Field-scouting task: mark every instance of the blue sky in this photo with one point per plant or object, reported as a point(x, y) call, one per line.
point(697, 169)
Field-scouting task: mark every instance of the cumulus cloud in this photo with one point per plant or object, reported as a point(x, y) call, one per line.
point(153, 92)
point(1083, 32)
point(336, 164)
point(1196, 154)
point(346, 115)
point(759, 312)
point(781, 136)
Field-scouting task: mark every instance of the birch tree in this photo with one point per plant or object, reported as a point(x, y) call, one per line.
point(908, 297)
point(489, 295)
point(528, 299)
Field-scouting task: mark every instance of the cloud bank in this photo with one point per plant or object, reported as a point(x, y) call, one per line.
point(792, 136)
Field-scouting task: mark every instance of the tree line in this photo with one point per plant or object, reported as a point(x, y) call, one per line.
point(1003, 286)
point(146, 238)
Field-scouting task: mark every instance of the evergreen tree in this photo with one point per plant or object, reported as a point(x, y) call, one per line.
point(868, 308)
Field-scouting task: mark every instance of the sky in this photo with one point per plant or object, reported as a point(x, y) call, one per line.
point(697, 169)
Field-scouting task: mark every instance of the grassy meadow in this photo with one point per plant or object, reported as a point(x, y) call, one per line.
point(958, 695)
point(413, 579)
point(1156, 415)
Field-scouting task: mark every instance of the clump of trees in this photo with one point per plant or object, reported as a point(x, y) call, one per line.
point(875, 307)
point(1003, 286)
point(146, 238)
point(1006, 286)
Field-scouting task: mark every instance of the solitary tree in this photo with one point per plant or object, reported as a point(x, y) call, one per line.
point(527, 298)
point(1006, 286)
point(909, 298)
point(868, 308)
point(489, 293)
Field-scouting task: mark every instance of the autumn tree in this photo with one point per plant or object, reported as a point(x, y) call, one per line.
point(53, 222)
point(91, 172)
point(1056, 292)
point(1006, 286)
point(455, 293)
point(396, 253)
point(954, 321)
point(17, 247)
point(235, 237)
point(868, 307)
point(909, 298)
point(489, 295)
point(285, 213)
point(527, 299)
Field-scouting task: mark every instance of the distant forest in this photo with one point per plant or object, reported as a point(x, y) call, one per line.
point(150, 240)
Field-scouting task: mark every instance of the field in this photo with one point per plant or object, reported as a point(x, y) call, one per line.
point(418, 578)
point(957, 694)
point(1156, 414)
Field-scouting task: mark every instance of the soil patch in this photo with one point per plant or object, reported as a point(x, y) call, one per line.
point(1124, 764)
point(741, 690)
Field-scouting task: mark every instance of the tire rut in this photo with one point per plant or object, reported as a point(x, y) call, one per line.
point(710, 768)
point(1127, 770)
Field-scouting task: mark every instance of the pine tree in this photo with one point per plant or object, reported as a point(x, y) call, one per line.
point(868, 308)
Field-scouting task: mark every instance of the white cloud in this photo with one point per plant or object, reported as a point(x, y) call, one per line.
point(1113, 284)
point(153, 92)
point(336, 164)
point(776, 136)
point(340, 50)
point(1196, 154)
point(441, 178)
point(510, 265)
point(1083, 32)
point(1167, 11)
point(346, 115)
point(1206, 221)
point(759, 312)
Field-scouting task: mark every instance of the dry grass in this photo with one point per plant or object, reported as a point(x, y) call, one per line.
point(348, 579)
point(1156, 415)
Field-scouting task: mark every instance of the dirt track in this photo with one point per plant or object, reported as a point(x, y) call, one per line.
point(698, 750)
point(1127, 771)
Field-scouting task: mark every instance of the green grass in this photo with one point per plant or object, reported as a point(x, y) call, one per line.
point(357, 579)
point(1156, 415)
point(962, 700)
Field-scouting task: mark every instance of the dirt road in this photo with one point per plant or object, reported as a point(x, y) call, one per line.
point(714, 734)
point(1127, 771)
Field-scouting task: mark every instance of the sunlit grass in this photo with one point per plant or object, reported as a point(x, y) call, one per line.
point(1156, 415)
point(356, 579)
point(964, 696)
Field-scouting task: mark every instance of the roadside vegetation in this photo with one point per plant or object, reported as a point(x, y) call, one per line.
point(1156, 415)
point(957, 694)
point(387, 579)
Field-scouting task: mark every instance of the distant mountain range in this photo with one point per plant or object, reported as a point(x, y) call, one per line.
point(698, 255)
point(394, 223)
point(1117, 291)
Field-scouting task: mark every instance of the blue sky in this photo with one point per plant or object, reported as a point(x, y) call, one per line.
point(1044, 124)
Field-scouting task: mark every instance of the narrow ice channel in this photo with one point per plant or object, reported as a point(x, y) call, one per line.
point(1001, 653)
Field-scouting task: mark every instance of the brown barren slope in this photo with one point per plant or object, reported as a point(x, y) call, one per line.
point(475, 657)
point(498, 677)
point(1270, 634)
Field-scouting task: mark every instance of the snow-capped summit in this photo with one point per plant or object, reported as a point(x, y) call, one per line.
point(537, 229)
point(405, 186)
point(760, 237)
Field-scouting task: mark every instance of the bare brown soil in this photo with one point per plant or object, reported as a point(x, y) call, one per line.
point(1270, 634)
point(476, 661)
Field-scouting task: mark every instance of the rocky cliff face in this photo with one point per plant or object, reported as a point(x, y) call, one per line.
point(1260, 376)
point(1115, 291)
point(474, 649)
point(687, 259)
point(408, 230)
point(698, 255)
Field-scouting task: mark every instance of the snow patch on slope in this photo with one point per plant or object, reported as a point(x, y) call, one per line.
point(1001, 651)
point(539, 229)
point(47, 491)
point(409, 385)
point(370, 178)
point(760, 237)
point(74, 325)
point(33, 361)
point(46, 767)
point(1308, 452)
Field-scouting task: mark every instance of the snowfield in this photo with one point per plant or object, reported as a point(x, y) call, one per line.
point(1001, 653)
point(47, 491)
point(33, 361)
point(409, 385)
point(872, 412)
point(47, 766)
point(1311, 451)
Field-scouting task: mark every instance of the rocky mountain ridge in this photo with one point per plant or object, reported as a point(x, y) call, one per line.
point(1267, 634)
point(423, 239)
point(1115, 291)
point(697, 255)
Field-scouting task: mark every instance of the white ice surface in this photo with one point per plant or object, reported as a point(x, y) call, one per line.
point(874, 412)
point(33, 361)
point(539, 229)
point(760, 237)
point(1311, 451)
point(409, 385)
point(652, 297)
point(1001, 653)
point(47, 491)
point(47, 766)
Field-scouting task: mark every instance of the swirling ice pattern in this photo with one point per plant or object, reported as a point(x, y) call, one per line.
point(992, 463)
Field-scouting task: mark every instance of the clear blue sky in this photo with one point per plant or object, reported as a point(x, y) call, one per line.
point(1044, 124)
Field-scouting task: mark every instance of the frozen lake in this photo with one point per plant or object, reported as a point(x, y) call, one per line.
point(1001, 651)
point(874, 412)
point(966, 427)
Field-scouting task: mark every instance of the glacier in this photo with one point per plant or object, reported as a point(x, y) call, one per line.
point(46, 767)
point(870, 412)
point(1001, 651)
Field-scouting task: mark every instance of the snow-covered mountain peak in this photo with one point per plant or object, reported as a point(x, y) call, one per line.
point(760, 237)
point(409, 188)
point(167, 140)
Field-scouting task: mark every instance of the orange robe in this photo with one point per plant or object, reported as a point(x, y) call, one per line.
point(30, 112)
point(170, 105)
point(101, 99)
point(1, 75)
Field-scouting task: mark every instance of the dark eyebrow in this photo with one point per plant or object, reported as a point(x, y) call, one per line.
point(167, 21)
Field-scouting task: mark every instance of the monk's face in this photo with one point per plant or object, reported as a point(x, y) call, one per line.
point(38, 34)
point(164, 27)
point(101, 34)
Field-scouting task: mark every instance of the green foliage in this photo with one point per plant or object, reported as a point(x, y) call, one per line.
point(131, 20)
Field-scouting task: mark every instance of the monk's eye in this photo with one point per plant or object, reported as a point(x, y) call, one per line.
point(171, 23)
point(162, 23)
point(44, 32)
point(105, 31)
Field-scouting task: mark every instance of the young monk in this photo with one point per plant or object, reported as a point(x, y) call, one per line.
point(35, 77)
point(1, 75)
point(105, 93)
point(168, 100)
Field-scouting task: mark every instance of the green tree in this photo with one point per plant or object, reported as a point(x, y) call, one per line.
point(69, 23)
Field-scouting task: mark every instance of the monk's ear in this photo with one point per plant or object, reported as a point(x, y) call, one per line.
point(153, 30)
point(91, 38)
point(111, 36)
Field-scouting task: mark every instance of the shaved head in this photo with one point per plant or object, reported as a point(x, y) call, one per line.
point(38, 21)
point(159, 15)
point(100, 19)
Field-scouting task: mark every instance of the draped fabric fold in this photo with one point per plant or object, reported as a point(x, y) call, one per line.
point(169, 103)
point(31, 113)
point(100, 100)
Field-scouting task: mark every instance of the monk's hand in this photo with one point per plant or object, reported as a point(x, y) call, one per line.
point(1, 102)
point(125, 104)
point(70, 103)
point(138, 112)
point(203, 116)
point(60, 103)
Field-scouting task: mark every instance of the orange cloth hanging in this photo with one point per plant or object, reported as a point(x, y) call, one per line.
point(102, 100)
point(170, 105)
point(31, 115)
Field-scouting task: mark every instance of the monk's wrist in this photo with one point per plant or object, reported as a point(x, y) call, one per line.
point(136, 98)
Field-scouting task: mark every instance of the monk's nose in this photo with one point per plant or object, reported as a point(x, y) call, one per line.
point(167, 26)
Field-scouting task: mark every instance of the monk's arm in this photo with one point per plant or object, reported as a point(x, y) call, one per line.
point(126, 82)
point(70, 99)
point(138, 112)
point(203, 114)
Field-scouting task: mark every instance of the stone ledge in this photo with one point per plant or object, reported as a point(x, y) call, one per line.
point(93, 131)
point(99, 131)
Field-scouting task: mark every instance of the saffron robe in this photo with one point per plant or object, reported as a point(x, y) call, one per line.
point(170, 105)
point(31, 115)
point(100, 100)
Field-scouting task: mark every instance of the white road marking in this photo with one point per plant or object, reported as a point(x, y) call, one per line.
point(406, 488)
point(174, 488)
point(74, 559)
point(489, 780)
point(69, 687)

_ _ _ _ _

Please revise the records between the lines holding "Field-scouting task: mark every instance of the glacier" and "point(105, 31)", inclusive, putting "saffron robe" in place of "orange robe" and changing nothing else. Return only those lines.

• [Reply]
Field-scouting task: mark every instance of the glacier in this photo with one point per plant or object, reported as a point(x, y) call, one per line.
point(46, 767)
point(870, 412)
point(1001, 651)
Field-scouting task: mark every instance of the snow-covered mountain peak in this photo with one point per plant or object, reported as a point(x, y) call, one per line.
point(760, 237)
point(409, 188)
point(167, 140)
Field-scouting task: mark every instance of the saffron robe in this photo with one point per plant or object, reported as a point(x, y) call, one per line.
point(30, 112)
point(170, 105)
point(101, 99)
point(1, 75)
Field-scouting task: mark every instance of the dark eyebrow in this photo with one point per plant or object, reported as a point(x, y) call, one per line.
point(167, 21)
Field-scouting task: mark every instance of the monk's face in this photo with one point per plant or object, reported as a point(x, y) call, one per line.
point(38, 34)
point(164, 27)
point(101, 34)
Field-scouting task: mark every instance of the green foliage in this photo with one point per plant or object, reported as a point(x, y) call, one per line.
point(131, 20)
Field-scouting task: mark every instance of the monk's eye in this photo with one point per plant or object, reported as a point(x, y) call, one per line.
point(171, 23)
point(162, 23)
point(44, 32)
point(105, 31)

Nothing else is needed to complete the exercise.